[SELECTED EXTRACT]

Trying to get some variables.
Some pointers may be invalid and cause the dump to abort.
Query (407af7828030): /*context:Api::V3Controller#get_main_data dyno:web.4*/ SELECT `fort_knox_funds_flows`.* FROM `fort_knox_funds_flows` WHERE (47769504 MEMBER OF(`fort_knox_funds_flows`.`money_movements` ->> "$[*].to_user_id") OR 47769504 MEMBER OF(`fort_knox_funds_flows`.`money_movements` ->> "$[*].from_user_id"))
Connection ID (thread ID): 683209
Status: NOT_KILLED

The manual page at http://dev.mysql.com/doc/mysql/en/crashing.html contains
information that should help you find out what is causing the crash.
[12 Jan 2023 14:00] MySQL Verification Team
HI,

Do note that your definition of the multi-valued index on JSON is incorrect.

This is described in our Reference Manual.
[12 Jan 2023 14:21] Ryan Laughlin
The table definition for `fort_knox_funds_flows` posted above is the output of the `SHOW CREATE TABLE` command, which prints out the multi-valued index in a different format than it was originally created. The original commands to create the indexes match the documentation correctly, as best I can tell:

CREATE INDEX money_movement_from_user_ids ON fort_knox_funds_flows ( (CAST(money_movements->>'$[*].from_user_id' AS SIGNED ARRAY)) );

CREATE INDEX money_movement_to_user_ids ON fort_knox_funds_flows ( (CAST(money_movements->>'$[*].to_user_id' AS SIGNED ARRAY)) );

We observed this behavior at the time and thought it was unusual.

Or are you referring to the usage of '$[*].to_user_id', as opposed to something like '$.to_user_ids'?
[12 Jan 2023 14:27] MySQL Verification Team
Hi,

Just try to define the indices  as described in our Reference Manual.

Also try 8.0.31 or 8.0.32 (soon to be out), since those have many bugs fixed in that area.
[8 Feb 2023 9:09] Rafal Staniszewski
We've upgraded 8.0.30 (percona ed.) to 8.0.32 (oracle ed.) around 2 weeks ago. Since the upgrade our database is stable. We also don't see any negative side effects.
[8 Feb 2023 13:01] MySQL Verification Team
Hi,

We are very happy to hear the good news.
[13 Mar 2023 18:26] Ryan Laughlin
For posterity (or for anyone else who finds this thread in the future): removing the multi-valued JSON index does appear to have solved our crash. We removed the index at the end of January, and have continued to run MySQL 8.0.30 without any additional crashes or restarts since then.

Sorry that we were unable to provide more specific repro steps, but hopefully this may help someone else in their debugging in the future!

[/SELECTED EXTRACT]
[EXTRACTED ENTRIES]

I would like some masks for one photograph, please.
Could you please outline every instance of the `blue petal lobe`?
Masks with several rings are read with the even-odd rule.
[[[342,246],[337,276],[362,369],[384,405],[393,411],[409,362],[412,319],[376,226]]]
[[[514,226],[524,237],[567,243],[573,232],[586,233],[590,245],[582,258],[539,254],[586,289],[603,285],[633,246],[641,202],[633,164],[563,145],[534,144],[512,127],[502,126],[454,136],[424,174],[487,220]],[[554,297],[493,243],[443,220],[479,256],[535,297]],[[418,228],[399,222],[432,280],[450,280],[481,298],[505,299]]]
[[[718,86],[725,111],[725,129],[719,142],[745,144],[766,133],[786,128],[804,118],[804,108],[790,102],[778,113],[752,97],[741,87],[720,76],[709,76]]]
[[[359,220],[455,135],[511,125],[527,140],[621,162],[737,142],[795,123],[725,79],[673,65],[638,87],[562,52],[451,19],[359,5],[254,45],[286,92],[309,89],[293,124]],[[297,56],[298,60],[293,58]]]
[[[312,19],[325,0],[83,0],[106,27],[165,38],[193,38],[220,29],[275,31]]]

[/EXTRACTED ENTRIES]

**ASSIGNMENT:**
Extend the MySQL bug thread about the crash linked to the multi-valued JSON index, picking up after its final comment.

**RESPONSE BOX:**
[14 Mar 2023 12:46] MySQL Verification Team
There is no need to apologise for anything ......
[12 Feb 16:09] Saverio Miroddi
For everybody reading this bug, do *not* upgrade MySQL. Recent versions of MySQL have a critical bug that can cause frequent crashes (it happened to us). MVI indexes must not be used at all, until their stability has been proven for a long enough time; currently, they have very serious bugs.

@Ryan I have a couple of questions. We've had a very similar error (actually two, but one was reproducible), so I'm trying to restrict the scope if possible.

1. are you running on an ARM (Graviton) RDS instance? if the bug you've encountered is the same as ours, this may be a bug of the ARM version of MySQL.

2. are you able to inspect the logs and check if an error "CORRUPTION_IN_INNODB_TABLESPACE MYSQL_CORRUPTION_DETECTED HostManager" is logged corresponding to the time of the crash?

My conclusions until now are:

- the bug has been introduced between 8.0.28 and 8.0.30.

- the bug is related to MVI indexes

- the bug may be caused by a pointer-related issue that corrupts the tablespace

- the bug may be present only in the AWS ARM port of MySQL.
[19 Feb 11:18] MySQL Verification Team
Hi,

This is just to inform you that we have found four different internal bug reports that look similar to yours, but not exactly the same.

It is not yet known when these bugs will be scheduled, but since they are internal-only, you can not even view them.

It is also possible that all these bugs are just similar in the stacktrace, so that fixing them does not mean that it would fix this problem.

In any case, we can not do anything without a fully repeatable test case.